▶ **Problem description**: In the listing, rewrite the lines starting with the line containing "Could you kindly point to the gold metal" and going on through the line containing "Target: gold metal roofing panel", changing "gold" to "silver" and leaving everything else the same.

* Start Exercise input *

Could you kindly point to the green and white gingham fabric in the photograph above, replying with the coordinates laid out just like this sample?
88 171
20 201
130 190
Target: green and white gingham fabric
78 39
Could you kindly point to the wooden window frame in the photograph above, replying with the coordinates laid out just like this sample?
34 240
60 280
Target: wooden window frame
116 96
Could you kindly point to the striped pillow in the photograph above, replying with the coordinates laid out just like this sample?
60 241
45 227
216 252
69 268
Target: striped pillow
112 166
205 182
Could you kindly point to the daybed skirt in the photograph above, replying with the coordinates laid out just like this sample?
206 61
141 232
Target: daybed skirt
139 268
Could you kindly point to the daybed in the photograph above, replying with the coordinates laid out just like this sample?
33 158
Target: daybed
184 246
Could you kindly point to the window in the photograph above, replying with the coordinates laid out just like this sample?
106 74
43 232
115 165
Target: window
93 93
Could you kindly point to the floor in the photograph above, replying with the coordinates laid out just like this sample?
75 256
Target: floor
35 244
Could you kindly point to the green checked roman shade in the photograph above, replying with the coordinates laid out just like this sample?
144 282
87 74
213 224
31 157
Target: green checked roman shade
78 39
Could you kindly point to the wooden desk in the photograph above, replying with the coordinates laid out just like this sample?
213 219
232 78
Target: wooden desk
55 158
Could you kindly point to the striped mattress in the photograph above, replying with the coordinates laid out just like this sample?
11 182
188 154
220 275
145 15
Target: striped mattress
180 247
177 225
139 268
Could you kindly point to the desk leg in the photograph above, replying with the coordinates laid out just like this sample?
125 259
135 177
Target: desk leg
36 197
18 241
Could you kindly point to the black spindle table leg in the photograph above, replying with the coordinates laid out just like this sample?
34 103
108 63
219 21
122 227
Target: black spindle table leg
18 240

* End Exercise input *
* Start Exercise input *

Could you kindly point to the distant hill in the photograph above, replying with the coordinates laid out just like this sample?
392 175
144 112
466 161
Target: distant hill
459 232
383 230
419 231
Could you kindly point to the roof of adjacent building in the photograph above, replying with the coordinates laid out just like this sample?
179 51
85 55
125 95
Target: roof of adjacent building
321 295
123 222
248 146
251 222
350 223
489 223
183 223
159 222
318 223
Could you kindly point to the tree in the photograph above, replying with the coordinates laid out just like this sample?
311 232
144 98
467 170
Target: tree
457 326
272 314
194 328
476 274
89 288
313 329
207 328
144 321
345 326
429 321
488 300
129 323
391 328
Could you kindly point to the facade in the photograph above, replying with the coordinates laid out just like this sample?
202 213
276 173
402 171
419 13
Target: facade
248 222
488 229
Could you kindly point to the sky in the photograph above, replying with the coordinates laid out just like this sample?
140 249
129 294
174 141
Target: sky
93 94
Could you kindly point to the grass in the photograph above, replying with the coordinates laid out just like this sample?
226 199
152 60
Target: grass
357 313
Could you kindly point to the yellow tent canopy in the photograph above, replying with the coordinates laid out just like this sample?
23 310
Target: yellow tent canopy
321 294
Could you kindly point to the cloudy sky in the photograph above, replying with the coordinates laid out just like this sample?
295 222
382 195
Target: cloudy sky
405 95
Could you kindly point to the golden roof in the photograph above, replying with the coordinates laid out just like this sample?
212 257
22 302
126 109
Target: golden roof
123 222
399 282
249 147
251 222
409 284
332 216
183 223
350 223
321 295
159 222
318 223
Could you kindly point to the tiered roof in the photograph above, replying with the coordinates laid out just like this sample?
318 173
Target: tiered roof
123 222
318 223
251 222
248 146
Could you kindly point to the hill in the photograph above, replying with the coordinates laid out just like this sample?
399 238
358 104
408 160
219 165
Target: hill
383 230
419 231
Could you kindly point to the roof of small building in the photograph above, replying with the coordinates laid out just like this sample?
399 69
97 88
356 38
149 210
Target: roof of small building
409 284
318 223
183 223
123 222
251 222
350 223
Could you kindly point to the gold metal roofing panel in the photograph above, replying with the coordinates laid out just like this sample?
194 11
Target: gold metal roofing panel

* End Exercise input *
* Start Exercise input *

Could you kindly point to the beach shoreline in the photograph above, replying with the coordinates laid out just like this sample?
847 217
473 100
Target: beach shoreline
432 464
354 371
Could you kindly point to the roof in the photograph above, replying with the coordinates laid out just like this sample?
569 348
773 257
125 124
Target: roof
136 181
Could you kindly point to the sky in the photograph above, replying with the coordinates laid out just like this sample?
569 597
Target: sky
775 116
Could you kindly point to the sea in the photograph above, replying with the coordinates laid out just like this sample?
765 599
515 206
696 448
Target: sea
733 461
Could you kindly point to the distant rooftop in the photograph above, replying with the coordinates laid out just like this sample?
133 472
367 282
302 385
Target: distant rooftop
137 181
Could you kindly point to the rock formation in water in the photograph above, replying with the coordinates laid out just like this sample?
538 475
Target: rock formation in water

* End Exercise input *

▶ **Exercise result**:
Could you kindly point to the silver metal roofing panel in the photograph above, replying with the coordinates laid out just like this sample?
194 11
Target: silver metal roofing panel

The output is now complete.